[Directions for this task] Can the lines below, from the one that holds "point_to marks one point per instance of the electrical" to the very end, be echoed exactly, with both ends included and no pictures?

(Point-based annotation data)
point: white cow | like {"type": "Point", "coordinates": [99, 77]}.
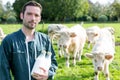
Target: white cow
{"type": "Point", "coordinates": [92, 34]}
{"type": "Point", "coordinates": [102, 53]}
{"type": "Point", "coordinates": [52, 28]}
{"type": "Point", "coordinates": [72, 40]}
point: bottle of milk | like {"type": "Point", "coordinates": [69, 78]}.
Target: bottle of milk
{"type": "Point", "coordinates": [42, 64]}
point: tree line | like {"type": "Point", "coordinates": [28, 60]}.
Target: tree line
{"type": "Point", "coordinates": [64, 10]}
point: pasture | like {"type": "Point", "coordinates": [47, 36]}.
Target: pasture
{"type": "Point", "coordinates": [84, 69]}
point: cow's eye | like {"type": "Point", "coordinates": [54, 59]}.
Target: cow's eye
{"type": "Point", "coordinates": [102, 60]}
{"type": "Point", "coordinates": [95, 60]}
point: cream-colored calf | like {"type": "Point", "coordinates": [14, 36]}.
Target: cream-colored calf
{"type": "Point", "coordinates": [102, 53]}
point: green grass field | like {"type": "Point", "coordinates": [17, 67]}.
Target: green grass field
{"type": "Point", "coordinates": [83, 70]}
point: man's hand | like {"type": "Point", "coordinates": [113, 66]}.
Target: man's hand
{"type": "Point", "coordinates": [43, 76]}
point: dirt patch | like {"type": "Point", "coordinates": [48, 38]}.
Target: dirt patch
{"type": "Point", "coordinates": [117, 43]}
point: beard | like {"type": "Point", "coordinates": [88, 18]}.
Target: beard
{"type": "Point", "coordinates": [30, 24]}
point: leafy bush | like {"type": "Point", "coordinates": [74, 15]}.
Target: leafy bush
{"type": "Point", "coordinates": [102, 18]}
{"type": "Point", "coordinates": [89, 19]}
{"type": "Point", "coordinates": [11, 19]}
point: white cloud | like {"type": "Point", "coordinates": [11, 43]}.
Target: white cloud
{"type": "Point", "coordinates": [102, 1]}
{"type": "Point", "coordinates": [5, 1]}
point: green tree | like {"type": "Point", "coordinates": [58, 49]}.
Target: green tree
{"type": "Point", "coordinates": [116, 6]}
{"type": "Point", "coordinates": [17, 6]}
{"type": "Point", "coordinates": [8, 11]}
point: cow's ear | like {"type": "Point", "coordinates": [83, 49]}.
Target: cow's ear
{"type": "Point", "coordinates": [89, 55]}
{"type": "Point", "coordinates": [73, 34]}
{"type": "Point", "coordinates": [108, 56]}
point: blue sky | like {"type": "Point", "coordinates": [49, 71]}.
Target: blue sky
{"type": "Point", "coordinates": [94, 1]}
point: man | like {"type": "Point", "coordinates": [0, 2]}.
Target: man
{"type": "Point", "coordinates": [21, 48]}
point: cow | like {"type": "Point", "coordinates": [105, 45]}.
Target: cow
{"type": "Point", "coordinates": [2, 35]}
{"type": "Point", "coordinates": [102, 53]}
{"type": "Point", "coordinates": [52, 28]}
{"type": "Point", "coordinates": [72, 40]}
{"type": "Point", "coordinates": [92, 34]}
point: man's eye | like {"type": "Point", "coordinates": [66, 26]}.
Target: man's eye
{"type": "Point", "coordinates": [95, 60]}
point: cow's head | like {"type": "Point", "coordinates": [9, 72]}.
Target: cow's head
{"type": "Point", "coordinates": [99, 59]}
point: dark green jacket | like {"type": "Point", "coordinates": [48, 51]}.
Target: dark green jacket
{"type": "Point", "coordinates": [19, 56]}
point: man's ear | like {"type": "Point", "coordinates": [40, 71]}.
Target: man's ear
{"type": "Point", "coordinates": [21, 15]}
{"type": "Point", "coordinates": [108, 56]}
{"type": "Point", "coordinates": [89, 55]}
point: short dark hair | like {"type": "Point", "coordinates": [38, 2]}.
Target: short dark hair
{"type": "Point", "coordinates": [31, 3]}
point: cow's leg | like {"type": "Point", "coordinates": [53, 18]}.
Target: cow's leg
{"type": "Point", "coordinates": [79, 54]}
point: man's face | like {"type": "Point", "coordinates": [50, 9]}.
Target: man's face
{"type": "Point", "coordinates": [31, 17]}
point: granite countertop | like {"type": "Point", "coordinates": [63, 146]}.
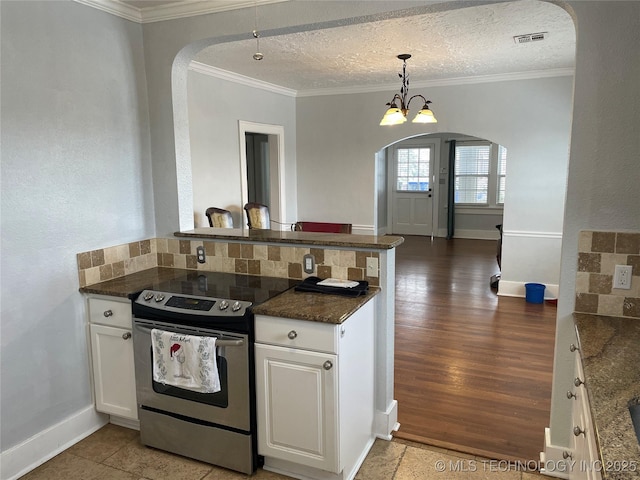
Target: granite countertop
{"type": "Point", "coordinates": [135, 282]}
{"type": "Point", "coordinates": [382, 242]}
{"type": "Point", "coordinates": [610, 351]}
{"type": "Point", "coordinates": [316, 307]}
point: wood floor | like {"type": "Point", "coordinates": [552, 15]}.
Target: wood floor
{"type": "Point", "coordinates": [472, 370]}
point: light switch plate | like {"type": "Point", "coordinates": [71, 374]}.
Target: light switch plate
{"type": "Point", "coordinates": [372, 267]}
{"type": "Point", "coordinates": [308, 263]}
{"type": "Point", "coordinates": [622, 277]}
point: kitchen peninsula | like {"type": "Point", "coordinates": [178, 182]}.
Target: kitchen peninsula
{"type": "Point", "coordinates": [342, 256]}
{"type": "Point", "coordinates": [266, 253]}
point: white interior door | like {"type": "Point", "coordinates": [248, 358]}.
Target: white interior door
{"type": "Point", "coordinates": [413, 190]}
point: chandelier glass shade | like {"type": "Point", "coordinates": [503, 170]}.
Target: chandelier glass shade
{"type": "Point", "coordinates": [397, 114]}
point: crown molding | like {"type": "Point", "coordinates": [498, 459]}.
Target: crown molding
{"type": "Point", "coordinates": [115, 8]}
{"type": "Point", "coordinates": [173, 10]}
{"type": "Point", "coordinates": [445, 82]}
{"type": "Point", "coordinates": [241, 79]}
{"type": "Point", "coordinates": [252, 82]}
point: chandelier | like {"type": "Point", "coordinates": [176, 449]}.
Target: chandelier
{"type": "Point", "coordinates": [396, 115]}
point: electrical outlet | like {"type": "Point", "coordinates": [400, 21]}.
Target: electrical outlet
{"type": "Point", "coordinates": [372, 267]}
{"type": "Point", "coordinates": [200, 255]}
{"type": "Point", "coordinates": [622, 277]}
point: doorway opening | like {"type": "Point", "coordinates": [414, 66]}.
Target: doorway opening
{"type": "Point", "coordinates": [262, 167]}
{"type": "Point", "coordinates": [258, 170]}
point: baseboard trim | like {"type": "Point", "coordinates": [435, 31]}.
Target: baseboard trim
{"type": "Point", "coordinates": [552, 463]}
{"type": "Point", "coordinates": [517, 289]}
{"type": "Point", "coordinates": [470, 234]}
{"type": "Point", "coordinates": [385, 423]}
{"type": "Point", "coordinates": [24, 457]}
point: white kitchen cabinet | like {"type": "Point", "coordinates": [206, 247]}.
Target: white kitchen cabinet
{"type": "Point", "coordinates": [112, 357]}
{"type": "Point", "coordinates": [315, 398]}
{"type": "Point", "coordinates": [586, 459]}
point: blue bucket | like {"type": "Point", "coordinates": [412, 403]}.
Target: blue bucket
{"type": "Point", "coordinates": [534, 292]}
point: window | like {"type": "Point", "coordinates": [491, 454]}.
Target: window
{"type": "Point", "coordinates": [502, 173]}
{"type": "Point", "coordinates": [480, 174]}
{"type": "Point", "coordinates": [413, 169]}
{"type": "Point", "coordinates": [472, 174]}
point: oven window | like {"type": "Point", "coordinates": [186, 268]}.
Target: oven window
{"type": "Point", "coordinates": [218, 399]}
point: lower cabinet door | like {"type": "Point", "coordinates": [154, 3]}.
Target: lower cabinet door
{"type": "Point", "coordinates": [113, 371]}
{"type": "Point", "coordinates": [297, 402]}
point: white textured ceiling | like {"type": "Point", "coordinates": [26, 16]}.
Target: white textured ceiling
{"type": "Point", "coordinates": [451, 44]}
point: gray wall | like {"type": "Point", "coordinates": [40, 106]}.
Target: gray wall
{"type": "Point", "coordinates": [215, 107]}
{"type": "Point", "coordinates": [76, 168]}
{"type": "Point", "coordinates": [339, 151]}
{"type": "Point", "coordinates": [76, 175]}
{"type": "Point", "coordinates": [604, 169]}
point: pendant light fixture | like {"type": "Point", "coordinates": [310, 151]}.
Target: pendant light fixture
{"type": "Point", "coordinates": [396, 115]}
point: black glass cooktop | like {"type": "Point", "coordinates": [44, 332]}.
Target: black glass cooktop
{"type": "Point", "coordinates": [230, 286]}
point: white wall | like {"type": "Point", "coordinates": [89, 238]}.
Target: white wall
{"type": "Point", "coordinates": [215, 106]}
{"type": "Point", "coordinates": [76, 175]}
{"type": "Point", "coordinates": [604, 169]}
{"type": "Point", "coordinates": [170, 46]}
{"type": "Point", "coordinates": [338, 151]}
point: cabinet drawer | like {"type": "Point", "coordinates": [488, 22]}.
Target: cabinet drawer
{"type": "Point", "coordinates": [112, 313]}
{"type": "Point", "coordinates": [318, 336]}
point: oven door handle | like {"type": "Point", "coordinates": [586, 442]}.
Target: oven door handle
{"type": "Point", "coordinates": [229, 343]}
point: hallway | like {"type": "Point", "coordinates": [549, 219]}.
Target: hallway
{"type": "Point", "coordinates": [472, 370]}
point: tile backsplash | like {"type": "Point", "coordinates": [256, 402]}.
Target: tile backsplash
{"type": "Point", "coordinates": [598, 254]}
{"type": "Point", "coordinates": [230, 257]}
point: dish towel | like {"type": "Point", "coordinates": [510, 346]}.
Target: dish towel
{"type": "Point", "coordinates": [185, 361]}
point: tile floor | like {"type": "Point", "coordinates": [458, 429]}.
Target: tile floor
{"type": "Point", "coordinates": [115, 453]}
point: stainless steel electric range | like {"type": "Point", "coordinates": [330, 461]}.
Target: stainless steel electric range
{"type": "Point", "coordinates": [218, 428]}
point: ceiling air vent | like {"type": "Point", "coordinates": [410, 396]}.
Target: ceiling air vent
{"type": "Point", "coordinates": [530, 37]}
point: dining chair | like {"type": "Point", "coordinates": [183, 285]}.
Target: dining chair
{"type": "Point", "coordinates": [219, 217]}
{"type": "Point", "coordinates": [257, 216]}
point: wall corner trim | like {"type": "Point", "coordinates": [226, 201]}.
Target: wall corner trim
{"type": "Point", "coordinates": [33, 452]}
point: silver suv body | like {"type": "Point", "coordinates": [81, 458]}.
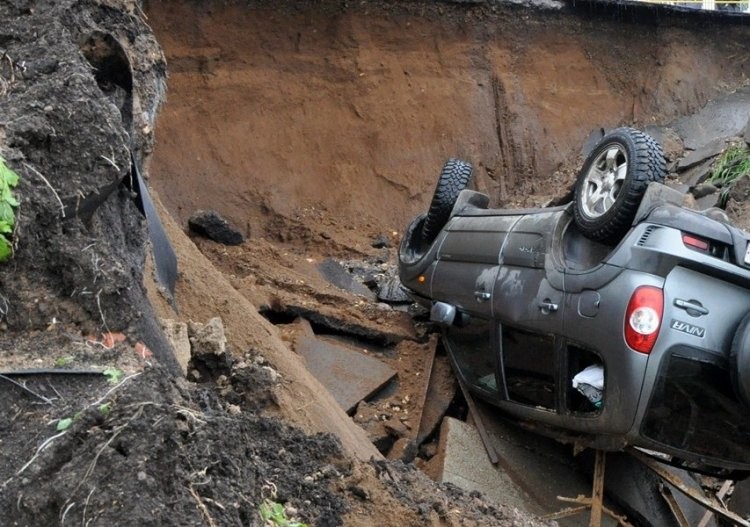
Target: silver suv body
{"type": "Point", "coordinates": [644, 342]}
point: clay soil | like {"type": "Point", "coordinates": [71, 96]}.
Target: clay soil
{"type": "Point", "coordinates": [314, 128]}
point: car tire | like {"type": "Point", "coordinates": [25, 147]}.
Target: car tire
{"type": "Point", "coordinates": [612, 182]}
{"type": "Point", "coordinates": [454, 177]}
{"type": "Point", "coordinates": [739, 361]}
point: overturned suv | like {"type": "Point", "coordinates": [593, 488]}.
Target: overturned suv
{"type": "Point", "coordinates": [618, 319]}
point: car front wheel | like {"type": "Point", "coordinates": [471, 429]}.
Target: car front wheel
{"type": "Point", "coordinates": [454, 177]}
{"type": "Point", "coordinates": [612, 182]}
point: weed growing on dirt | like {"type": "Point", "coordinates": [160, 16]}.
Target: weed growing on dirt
{"type": "Point", "coordinates": [273, 513]}
{"type": "Point", "coordinates": [8, 204]}
{"type": "Point", "coordinates": [64, 424]}
{"type": "Point", "coordinates": [63, 362]}
{"type": "Point", "coordinates": [732, 165]}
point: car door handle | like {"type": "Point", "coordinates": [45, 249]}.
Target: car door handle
{"type": "Point", "coordinates": [548, 307]}
{"type": "Point", "coordinates": [693, 307]}
{"type": "Point", "coordinates": [482, 296]}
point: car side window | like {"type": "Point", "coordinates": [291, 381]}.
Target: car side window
{"type": "Point", "coordinates": [529, 367]}
{"type": "Point", "coordinates": [471, 349]}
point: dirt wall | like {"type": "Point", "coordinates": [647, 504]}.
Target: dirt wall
{"type": "Point", "coordinates": [306, 121]}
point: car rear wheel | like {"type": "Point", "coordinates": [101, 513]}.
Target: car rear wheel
{"type": "Point", "coordinates": [739, 361]}
{"type": "Point", "coordinates": [612, 182]}
{"type": "Point", "coordinates": [454, 177]}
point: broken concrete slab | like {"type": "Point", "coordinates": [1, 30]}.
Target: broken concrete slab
{"type": "Point", "coordinates": [721, 118]}
{"type": "Point", "coordinates": [697, 174]}
{"type": "Point", "coordinates": [350, 376]}
{"type": "Point", "coordinates": [540, 466]}
{"type": "Point", "coordinates": [213, 226]}
{"type": "Point", "coordinates": [207, 339]}
{"type": "Point", "coordinates": [703, 153]}
{"type": "Point", "coordinates": [392, 291]}
{"type": "Point", "coordinates": [177, 335]}
{"type": "Point", "coordinates": [440, 392]}
{"type": "Point", "coordinates": [592, 140]}
{"type": "Point", "coordinates": [336, 274]}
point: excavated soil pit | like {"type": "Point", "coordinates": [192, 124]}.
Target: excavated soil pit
{"type": "Point", "coordinates": [317, 129]}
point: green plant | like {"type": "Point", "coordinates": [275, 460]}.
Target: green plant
{"type": "Point", "coordinates": [273, 513]}
{"type": "Point", "coordinates": [731, 165]}
{"type": "Point", "coordinates": [113, 375]}
{"type": "Point", "coordinates": [64, 424]}
{"type": "Point", "coordinates": [105, 408]}
{"type": "Point", "coordinates": [8, 204]}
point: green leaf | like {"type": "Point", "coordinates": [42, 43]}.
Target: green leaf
{"type": "Point", "coordinates": [105, 408]}
{"type": "Point", "coordinates": [64, 424]}
{"type": "Point", "coordinates": [7, 175]}
{"type": "Point", "coordinates": [6, 213]}
{"type": "Point", "coordinates": [6, 250]}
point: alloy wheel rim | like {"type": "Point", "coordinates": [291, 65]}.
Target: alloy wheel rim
{"type": "Point", "coordinates": [604, 180]}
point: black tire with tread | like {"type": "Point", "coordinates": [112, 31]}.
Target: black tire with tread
{"type": "Point", "coordinates": [454, 177]}
{"type": "Point", "coordinates": [646, 164]}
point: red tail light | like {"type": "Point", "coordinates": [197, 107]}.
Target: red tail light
{"type": "Point", "coordinates": [693, 242]}
{"type": "Point", "coordinates": [643, 318]}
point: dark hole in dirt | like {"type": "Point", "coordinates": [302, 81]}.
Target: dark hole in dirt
{"type": "Point", "coordinates": [277, 317]}
{"type": "Point", "coordinates": [111, 70]}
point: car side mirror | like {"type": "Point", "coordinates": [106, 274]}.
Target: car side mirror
{"type": "Point", "coordinates": [442, 313]}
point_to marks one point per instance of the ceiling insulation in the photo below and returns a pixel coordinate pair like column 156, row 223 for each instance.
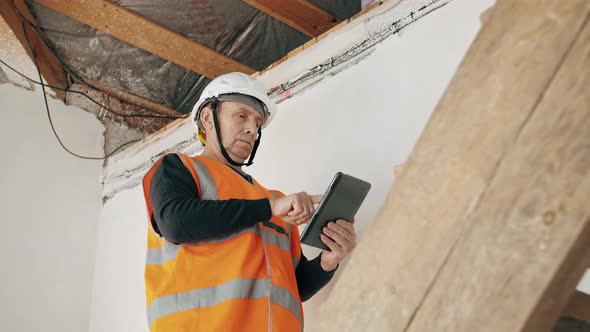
column 229, row 27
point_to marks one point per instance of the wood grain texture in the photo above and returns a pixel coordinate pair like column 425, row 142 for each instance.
column 430, row 207
column 148, row 35
column 578, row 307
column 528, row 239
column 301, row 15
column 49, row 65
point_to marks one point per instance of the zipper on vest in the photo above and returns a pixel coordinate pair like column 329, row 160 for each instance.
column 266, row 258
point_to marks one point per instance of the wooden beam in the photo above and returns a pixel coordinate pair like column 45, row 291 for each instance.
column 148, row 35
column 535, row 206
column 502, row 164
column 49, row 65
column 578, row 307
column 299, row 14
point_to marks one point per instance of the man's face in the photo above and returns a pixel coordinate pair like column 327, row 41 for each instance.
column 239, row 124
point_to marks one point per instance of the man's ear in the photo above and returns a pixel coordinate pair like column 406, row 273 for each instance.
column 207, row 117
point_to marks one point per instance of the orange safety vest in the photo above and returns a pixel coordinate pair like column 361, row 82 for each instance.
column 244, row 281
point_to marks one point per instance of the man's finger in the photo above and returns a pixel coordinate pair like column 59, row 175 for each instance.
column 340, row 229
column 336, row 236
column 331, row 244
column 316, row 199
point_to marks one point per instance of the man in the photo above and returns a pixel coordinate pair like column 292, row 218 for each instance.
column 223, row 251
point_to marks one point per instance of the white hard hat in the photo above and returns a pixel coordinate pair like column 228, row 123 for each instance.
column 234, row 84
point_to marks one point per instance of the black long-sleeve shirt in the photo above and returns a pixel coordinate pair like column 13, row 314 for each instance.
column 181, row 217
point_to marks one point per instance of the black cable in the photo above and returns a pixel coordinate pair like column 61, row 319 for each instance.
column 92, row 99
column 34, row 56
column 78, row 77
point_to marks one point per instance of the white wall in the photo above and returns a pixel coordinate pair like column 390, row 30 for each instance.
column 50, row 203
column 361, row 121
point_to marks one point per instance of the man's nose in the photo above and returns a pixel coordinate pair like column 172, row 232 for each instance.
column 251, row 127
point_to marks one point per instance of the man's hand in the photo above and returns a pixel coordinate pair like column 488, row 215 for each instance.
column 341, row 239
column 295, row 208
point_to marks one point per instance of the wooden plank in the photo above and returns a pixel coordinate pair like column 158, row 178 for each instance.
column 578, row 307
column 48, row 63
column 148, row 35
column 529, row 237
column 299, row 14
column 491, row 97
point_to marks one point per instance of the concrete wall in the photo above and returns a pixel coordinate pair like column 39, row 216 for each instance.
column 50, row 202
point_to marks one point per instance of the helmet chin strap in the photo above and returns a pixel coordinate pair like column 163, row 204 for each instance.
column 214, row 105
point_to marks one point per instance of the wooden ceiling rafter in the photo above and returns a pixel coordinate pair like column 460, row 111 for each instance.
column 48, row 63
column 301, row 15
column 148, row 35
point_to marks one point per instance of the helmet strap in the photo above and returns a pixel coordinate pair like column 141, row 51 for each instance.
column 214, row 105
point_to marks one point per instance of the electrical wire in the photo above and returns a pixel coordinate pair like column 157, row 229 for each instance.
column 90, row 98
column 34, row 56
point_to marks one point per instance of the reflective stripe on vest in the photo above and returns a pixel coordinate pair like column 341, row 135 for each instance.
column 272, row 235
column 235, row 289
column 169, row 251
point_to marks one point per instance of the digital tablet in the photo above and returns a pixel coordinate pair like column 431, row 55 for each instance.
column 342, row 200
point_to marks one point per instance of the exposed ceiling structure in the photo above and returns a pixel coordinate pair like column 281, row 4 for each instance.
column 149, row 61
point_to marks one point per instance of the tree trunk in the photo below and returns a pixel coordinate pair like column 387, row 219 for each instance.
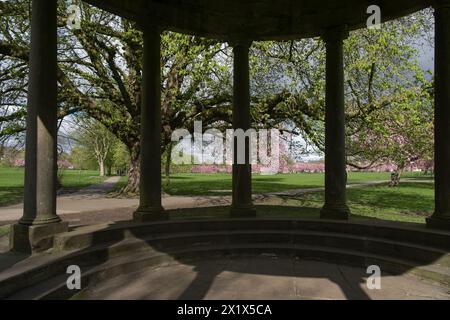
column 101, row 165
column 132, row 186
column 168, row 162
column 395, row 177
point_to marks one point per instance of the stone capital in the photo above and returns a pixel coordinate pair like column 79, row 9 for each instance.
column 338, row 33
column 240, row 42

[Completed exercise]
point_to marks one point per instance of the electrical wire in the photo above and returns a pixel coordinate pair like column 157, row 229 for each instance.
column 90, row 98
column 34, row 56
point_to marks one point per instance of the reflective stripe on vest in the photo above and returns a pixel coordinate pair like column 341, row 135 for each instance.
column 272, row 235
column 235, row 289
column 169, row 251
point_to marks one point per instance of the digital tablet in the photo above and returns a pixel coordinate pair like column 431, row 55 for each instance.
column 342, row 200
point_to marks one point per instance of the exposed ceiling structure in the photo above and returns a pixel coordinate pair like column 281, row 4 for each instance.
column 149, row 61
point_to marks one point per instance of the tree trunk in the photo below and returns a pixel coordinate pair like column 387, row 219 for each instance.
column 101, row 165
column 132, row 186
column 168, row 162
column 395, row 177
point_to marks one point per instance of the stone capital in the photo above and returns a pixel coordinate pair like column 79, row 9 for each instance.
column 338, row 33
column 240, row 42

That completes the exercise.